### What is being asked:
Pull every line of text out of the rows below, copying each one word for word. Leave the pictures out.

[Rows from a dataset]
* START *

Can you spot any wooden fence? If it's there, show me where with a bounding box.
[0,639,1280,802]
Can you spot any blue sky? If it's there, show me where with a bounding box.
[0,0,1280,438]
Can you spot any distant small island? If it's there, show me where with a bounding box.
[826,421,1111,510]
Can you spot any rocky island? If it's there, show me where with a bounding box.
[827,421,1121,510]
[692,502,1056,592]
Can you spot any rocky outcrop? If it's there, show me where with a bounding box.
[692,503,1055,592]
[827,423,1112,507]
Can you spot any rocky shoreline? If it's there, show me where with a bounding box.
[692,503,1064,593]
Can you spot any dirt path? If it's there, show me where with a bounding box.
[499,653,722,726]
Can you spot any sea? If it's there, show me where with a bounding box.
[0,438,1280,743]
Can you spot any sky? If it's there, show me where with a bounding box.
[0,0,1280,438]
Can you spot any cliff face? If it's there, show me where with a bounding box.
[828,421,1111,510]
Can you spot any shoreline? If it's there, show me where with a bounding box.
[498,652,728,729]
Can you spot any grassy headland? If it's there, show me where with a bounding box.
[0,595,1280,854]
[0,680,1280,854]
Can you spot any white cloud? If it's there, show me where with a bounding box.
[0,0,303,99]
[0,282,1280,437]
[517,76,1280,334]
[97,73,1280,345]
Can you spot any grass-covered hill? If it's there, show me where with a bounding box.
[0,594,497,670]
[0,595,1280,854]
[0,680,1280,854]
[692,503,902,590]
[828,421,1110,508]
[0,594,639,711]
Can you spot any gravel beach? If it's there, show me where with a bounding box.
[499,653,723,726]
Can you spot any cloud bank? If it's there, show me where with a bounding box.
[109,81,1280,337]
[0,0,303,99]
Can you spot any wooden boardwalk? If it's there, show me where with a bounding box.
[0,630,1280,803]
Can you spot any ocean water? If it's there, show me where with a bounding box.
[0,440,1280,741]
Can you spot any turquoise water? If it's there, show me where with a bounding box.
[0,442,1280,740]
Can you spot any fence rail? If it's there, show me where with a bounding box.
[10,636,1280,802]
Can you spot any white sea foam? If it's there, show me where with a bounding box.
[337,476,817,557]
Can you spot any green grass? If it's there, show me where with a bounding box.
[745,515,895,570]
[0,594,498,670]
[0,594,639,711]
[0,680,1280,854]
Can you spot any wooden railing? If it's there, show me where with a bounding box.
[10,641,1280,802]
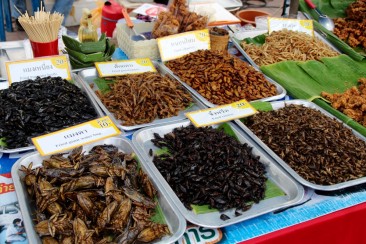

* END *

### The completed task:
Can you spot any wooden fence? If it's there, show me where with a bounding box.
[0,639,1280,802]
Can you spot any blue sky? If it's there, show me where with a bounding box.
[0,0,1280,438]
Can you spot any distant small island? If it's there, show me where with a bounding box.
[826,421,1111,510]
Can you spot any rocky island? If it's there, show me where with a bounding box.
[827,421,1121,510]
[692,502,1056,592]
Can you spot any rocky outcrop? If it's there, show me where with a bounding box.
[692,503,1055,592]
[827,423,1112,507]
Can you spot any rocky shoreline? If it's there, show me where with a bounding box.
[692,503,1064,593]
Can you spot any dirt path? If it's there, show me where with a bounding box.
[499,653,722,726]
Can you spot any sea? If it's there, show me where with a bounding box.
[0,438,1280,743]
Can you spot any sky? If it's there, show me where with a bounding box.
[0,0,1280,438]
Can you spot any cliff face? If it's there, show me where with a bounding box.
[828,421,1111,510]
Can you spot any shoreline? If it's there, show me where with a bounding box.
[498,652,728,729]
Can you spot any grassy headland? If it's there, show me where with a bounding box.
[0,595,1280,854]
[0,680,1280,854]
Can you spot any white cloud? If it's there, show me where with a bounding box.
[0,0,303,99]
[0,282,1280,437]
[517,76,1280,334]
[97,73,1280,345]
Can you spot any grass-covered hill? If it's there, show me where with a bounding box.
[0,594,497,670]
[0,595,1280,854]
[0,680,1280,854]
[692,503,902,590]
[828,421,1110,508]
[0,594,639,711]
Can you spot any gravel beach? If it's there, show me where with a bounding box.
[499,653,723,726]
Can you spot any cloud bank? If it's there, show me where with a bounding box.
[109,81,1280,337]
[0,0,303,99]
Can you spot any wooden boardwalk? If it's there, show me where with a bounding box.
[0,630,1280,803]
Can you spot any ocean water? If it's there, show me where with a bounding box.
[0,440,1280,741]
Can you spot any turquoise water? If it's there, show me where with a bounding box.
[0,442,1280,740]
Can you spot any fence rail? If it's there, show me where with a bounding box.
[10,636,1280,802]
Can you spot any white sea foam? If it's there, show me where with a bounding box.
[337,476,817,557]
Can you spot any green grass? If it's there, show me where with a bounding box.
[745,515,895,570]
[0,594,498,670]
[0,594,639,711]
[0,680,1280,854]
Can you spot any wooden railing? If it's there, show me where with a bounding box.
[10,641,1280,802]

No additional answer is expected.